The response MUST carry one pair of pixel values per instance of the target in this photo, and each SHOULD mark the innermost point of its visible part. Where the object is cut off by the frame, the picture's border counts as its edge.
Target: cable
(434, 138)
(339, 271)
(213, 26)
§ §
WHAT TO PRODUCE ▸ This exercise calls for every record above to be written out again exactly.

OUTPUT BELOW ▸
The response MUST carry one pair of pixel values per instance of the target in this photo, and each SHOULD mark the innermost point of its visible part. Where the object is cut off by the frame, the picture's border counts as its edge.
Target: cable
(434, 138)
(339, 271)
(213, 26)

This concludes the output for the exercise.